Set task:
Copy the items verbatim, from the very first line through the line containing "pixel 645 434", with both of those lines included.

Available records:
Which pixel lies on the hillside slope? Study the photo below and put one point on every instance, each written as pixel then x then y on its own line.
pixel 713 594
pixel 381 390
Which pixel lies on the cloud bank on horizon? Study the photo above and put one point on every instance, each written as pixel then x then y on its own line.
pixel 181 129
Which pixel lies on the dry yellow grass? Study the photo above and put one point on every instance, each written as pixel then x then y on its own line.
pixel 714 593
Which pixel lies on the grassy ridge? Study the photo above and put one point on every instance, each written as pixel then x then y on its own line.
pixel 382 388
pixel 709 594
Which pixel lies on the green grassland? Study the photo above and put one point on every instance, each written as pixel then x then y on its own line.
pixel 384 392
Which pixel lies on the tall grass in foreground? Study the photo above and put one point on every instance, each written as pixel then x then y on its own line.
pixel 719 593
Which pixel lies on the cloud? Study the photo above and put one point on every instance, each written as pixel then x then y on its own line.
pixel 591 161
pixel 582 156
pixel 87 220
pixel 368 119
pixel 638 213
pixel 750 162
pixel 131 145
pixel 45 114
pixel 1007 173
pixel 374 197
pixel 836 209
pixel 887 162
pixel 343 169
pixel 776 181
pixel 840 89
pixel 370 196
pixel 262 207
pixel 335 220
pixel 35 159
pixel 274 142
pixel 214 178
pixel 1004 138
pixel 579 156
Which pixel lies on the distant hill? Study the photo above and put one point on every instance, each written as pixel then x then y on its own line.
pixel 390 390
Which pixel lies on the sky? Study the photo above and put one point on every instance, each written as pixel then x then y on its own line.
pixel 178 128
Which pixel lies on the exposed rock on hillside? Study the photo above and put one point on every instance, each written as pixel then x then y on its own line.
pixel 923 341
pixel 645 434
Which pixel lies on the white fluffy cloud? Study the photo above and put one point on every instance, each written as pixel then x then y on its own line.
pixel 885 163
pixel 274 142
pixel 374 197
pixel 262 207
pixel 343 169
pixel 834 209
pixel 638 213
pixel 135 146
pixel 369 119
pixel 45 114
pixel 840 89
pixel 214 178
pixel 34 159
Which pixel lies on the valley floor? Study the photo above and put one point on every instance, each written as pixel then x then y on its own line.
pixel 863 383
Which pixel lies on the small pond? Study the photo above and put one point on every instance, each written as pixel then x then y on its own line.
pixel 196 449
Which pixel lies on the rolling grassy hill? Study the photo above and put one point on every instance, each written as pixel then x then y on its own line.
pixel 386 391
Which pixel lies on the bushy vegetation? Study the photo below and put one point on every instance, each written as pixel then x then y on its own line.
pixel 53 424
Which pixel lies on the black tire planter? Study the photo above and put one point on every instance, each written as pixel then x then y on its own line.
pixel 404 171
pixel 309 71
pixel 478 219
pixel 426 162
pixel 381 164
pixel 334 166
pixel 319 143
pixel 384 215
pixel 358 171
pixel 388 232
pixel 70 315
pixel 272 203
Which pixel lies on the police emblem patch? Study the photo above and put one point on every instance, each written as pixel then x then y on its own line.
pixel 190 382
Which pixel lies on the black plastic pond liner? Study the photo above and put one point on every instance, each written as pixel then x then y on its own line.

Solution for this problem:
Which pixel lies on the hillside slope? Study the photo below and put one point on every instance, each written as pixel then x then y on its own line.
pixel 713 594
pixel 381 390
Which pixel lies on the cloud bank on horizon? Study the photo above and put one point on every instance, each written as pixel then x then y on its own line.
pixel 181 129
Which pixel lies on the dry yellow grass? Study the photo above and put one point on every instance, each written as pixel then x then y on its own line.
pixel 714 593
Which pixel lies on the grassy ridge? Study the photo above and put one point on every instance, each written as pixel then x then y on its own line.
pixel 382 388
pixel 709 594
Which pixel lies on the green grassland? Study the photo above and put one point on every instance, each written as pixel then x then y on its own line.
pixel 384 392
Which pixel lies on the tall grass in foreground? Study the photo above and put one point on every instance, each written as pixel then x then y on its own line.
pixel 719 593
Which pixel lies on the cloud? Study the photo above and put one point on every instance, each written as pixel then x then y on its own line.
pixel 591 161
pixel 582 156
pixel 87 220
pixel 368 119
pixel 638 213
pixel 750 162
pixel 131 145
pixel 45 114
pixel 1007 173
pixel 374 197
pixel 836 209
pixel 887 162
pixel 343 169
pixel 776 181
pixel 840 89
pixel 370 196
pixel 262 207
pixel 335 220
pixel 35 159
pixel 274 142
pixel 214 178
pixel 1004 138
pixel 579 156
Which pixel lies on the distant hill? Study the photo above and put one point on every instance, each written as pixel then x then y on its own line.
pixel 390 390
Which pixel lies on the sky? Study the photo above and put one point on every instance, each written as pixel then x then y on its own line.
pixel 178 128
Which pixel lies on the exposed rock on hillside? Study the photo above and put one point on every instance, each written as pixel then x then y on its own line.
pixel 923 341
pixel 645 434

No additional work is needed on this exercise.